*Do this*:
Can you gather and copy out every line in the entries below that contains the string "covered"?

*The records*:
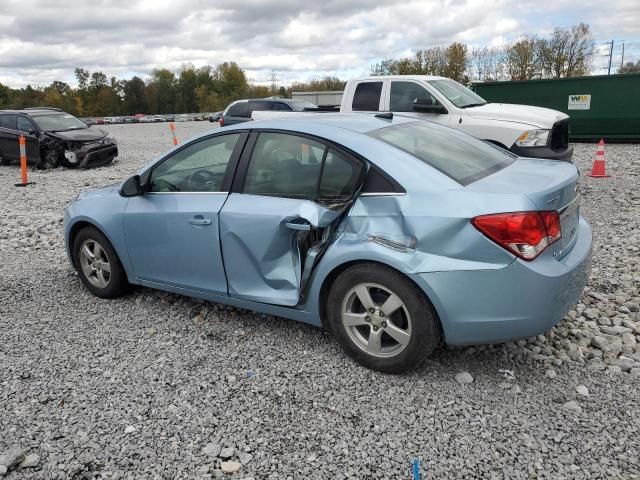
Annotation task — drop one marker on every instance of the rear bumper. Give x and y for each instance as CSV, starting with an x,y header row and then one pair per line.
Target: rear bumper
x,y
519,301
543,152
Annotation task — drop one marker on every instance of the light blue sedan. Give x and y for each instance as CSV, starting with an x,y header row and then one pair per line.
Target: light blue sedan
x,y
394,234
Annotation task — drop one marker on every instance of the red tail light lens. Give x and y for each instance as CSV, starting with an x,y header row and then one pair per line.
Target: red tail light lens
x,y
525,234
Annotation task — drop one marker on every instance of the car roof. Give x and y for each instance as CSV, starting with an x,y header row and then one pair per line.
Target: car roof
x,y
33,111
274,99
401,77
355,122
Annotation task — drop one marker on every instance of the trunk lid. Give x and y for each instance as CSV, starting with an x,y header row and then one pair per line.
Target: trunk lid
x,y
550,185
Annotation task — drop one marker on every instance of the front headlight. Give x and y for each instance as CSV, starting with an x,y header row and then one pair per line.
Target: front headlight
x,y
533,138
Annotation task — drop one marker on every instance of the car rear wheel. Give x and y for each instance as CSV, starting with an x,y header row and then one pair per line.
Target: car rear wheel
x,y
381,319
98,265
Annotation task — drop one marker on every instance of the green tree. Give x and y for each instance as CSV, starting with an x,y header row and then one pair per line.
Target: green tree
x,y
163,88
522,59
187,83
135,100
230,82
628,67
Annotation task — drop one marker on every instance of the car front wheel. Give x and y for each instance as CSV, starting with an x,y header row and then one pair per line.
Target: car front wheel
x,y
382,319
98,264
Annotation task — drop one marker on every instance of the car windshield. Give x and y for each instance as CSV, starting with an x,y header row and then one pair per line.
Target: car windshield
x,y
57,122
457,94
301,105
462,157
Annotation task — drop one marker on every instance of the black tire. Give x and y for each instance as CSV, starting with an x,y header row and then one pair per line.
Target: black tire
x,y
424,325
51,160
117,284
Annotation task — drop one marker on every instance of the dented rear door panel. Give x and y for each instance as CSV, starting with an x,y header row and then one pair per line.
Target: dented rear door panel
x,y
269,245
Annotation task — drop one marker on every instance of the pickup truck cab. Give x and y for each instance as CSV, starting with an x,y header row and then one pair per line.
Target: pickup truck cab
x,y
525,130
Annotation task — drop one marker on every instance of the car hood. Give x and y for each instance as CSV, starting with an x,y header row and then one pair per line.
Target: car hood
x,y
535,116
107,190
80,135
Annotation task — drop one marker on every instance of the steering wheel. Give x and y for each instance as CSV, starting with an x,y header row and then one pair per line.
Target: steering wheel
x,y
201,180
161,185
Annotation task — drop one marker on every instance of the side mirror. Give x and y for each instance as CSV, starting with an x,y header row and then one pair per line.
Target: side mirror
x,y
131,187
425,106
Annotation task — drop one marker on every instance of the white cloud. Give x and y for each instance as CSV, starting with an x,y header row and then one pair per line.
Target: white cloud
x,y
44,40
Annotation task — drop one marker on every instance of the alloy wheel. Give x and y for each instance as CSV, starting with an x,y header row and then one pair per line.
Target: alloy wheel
x,y
95,263
376,320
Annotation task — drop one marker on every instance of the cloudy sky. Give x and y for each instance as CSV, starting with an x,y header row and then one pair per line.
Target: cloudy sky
x,y
45,40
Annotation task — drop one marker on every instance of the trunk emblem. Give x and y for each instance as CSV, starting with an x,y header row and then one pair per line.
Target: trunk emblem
x,y
553,200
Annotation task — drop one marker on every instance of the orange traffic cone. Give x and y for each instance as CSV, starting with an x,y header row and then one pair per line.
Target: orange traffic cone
x,y
598,169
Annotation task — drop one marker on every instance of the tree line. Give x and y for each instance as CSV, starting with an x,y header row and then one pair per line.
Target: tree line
x,y
566,52
189,90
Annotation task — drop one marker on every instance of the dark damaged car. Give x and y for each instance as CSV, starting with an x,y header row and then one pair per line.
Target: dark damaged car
x,y
54,138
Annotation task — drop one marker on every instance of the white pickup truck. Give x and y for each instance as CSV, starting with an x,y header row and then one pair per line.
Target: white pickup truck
x,y
525,130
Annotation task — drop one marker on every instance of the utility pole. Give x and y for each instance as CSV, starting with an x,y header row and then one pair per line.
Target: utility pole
x,y
273,77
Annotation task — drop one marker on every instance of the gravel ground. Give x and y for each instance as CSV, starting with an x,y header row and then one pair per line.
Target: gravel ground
x,y
156,385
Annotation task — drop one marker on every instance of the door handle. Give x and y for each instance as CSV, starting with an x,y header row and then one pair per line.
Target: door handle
x,y
299,224
200,220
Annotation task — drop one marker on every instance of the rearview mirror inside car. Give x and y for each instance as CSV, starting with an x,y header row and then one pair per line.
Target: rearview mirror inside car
x,y
131,187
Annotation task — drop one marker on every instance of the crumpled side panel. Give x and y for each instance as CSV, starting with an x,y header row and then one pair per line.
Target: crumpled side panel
x,y
262,256
426,236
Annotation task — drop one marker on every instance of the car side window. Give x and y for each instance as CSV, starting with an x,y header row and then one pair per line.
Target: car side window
x,y
284,166
405,94
291,166
341,176
23,124
367,96
8,121
199,167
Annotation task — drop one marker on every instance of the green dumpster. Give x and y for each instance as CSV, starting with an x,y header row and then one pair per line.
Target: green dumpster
x,y
603,106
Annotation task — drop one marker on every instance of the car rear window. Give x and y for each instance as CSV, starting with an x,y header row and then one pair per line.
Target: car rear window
x,y
240,109
460,156
367,96
259,106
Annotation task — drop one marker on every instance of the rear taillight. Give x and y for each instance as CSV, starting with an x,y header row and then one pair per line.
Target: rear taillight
x,y
526,234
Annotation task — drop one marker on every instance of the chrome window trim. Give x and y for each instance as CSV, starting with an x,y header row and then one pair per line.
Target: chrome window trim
x,y
382,194
186,193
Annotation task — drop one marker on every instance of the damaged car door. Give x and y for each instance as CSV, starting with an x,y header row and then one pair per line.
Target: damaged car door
x,y
289,193
171,230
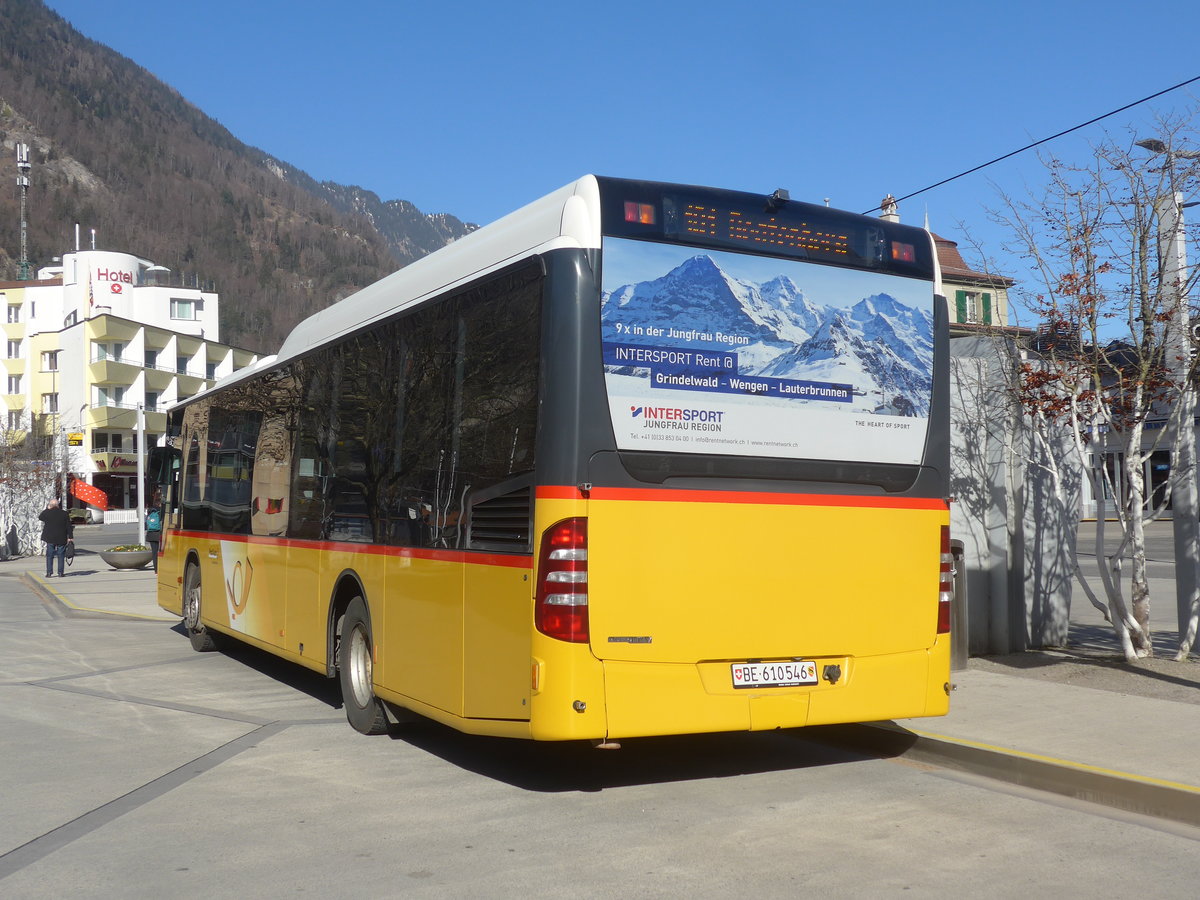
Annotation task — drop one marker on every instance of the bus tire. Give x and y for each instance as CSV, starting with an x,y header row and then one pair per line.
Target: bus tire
x,y
203,640
364,711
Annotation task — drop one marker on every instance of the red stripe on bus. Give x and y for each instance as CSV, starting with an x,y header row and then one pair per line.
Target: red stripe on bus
x,y
559,492
444,556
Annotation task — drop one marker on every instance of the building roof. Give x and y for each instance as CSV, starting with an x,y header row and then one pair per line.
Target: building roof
x,y
41,283
954,267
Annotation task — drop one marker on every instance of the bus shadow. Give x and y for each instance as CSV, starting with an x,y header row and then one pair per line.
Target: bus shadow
x,y
577,767
316,685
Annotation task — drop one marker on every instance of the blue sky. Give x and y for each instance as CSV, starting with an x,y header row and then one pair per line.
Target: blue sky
x,y
475,108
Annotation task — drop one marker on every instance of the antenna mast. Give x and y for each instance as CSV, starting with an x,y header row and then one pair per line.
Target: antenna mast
x,y
23,167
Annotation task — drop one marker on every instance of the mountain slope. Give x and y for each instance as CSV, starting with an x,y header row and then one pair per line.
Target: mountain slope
x,y
117,150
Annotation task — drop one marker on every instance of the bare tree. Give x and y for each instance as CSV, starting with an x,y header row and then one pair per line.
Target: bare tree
x,y
27,481
1107,360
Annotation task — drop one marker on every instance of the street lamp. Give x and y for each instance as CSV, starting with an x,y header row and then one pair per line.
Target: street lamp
x,y
1174,277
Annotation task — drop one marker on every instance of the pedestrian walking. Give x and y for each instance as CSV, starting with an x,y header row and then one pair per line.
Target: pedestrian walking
x,y
58,533
154,526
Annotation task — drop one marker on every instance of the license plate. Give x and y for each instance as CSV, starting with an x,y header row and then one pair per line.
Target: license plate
x,y
774,675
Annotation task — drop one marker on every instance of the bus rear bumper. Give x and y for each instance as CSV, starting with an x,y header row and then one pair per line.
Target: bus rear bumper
x,y
645,699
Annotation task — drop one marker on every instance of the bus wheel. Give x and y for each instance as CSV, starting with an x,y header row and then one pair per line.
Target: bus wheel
x,y
354,667
202,639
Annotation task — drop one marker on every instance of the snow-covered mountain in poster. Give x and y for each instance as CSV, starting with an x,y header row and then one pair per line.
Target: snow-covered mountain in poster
x,y
875,343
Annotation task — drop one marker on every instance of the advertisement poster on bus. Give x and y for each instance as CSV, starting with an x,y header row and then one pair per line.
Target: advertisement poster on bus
x,y
712,352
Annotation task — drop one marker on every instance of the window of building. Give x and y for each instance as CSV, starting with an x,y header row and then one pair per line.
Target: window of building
x,y
109,395
972,307
186,310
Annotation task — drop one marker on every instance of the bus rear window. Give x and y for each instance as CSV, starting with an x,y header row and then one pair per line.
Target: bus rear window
x,y
714,352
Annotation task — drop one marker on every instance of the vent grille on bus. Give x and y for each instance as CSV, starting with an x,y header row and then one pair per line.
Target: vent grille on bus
x,y
503,522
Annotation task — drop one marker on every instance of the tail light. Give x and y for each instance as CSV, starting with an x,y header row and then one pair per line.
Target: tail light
x,y
562,607
946,586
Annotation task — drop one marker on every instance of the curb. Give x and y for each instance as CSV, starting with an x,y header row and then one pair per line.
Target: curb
x,y
51,597
1158,798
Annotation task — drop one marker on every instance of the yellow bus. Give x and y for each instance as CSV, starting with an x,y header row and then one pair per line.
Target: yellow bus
x,y
639,459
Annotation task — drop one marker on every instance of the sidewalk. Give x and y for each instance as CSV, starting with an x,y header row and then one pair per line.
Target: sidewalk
x,y
1116,747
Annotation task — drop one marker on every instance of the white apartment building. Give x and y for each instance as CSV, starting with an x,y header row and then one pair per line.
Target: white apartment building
x,y
91,341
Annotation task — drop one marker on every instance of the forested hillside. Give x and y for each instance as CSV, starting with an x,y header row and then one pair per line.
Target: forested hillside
x,y
117,150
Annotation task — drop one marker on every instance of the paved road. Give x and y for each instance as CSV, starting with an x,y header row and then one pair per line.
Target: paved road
x,y
135,767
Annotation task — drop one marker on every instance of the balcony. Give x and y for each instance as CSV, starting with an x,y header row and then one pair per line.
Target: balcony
x,y
125,417
117,462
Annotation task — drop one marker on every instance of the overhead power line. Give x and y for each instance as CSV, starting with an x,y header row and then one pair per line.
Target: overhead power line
x,y
1038,143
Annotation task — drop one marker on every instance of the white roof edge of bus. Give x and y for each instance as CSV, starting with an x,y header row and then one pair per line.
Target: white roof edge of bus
x,y
257,366
568,217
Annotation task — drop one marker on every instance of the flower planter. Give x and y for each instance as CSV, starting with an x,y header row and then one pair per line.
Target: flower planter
x,y
127,558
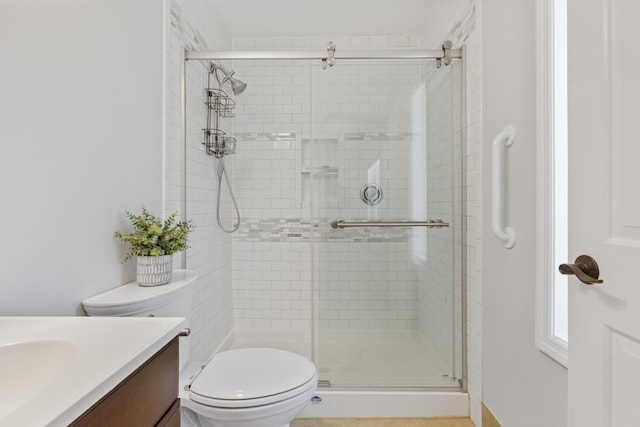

*The answer*:
Annotation task — drop one marker on every instance of the snow-covered mountain in poster. Give x and y for each instance as CSV, starting with an x,y header row and then one pair per line.
Target: snow-covered mountain in poster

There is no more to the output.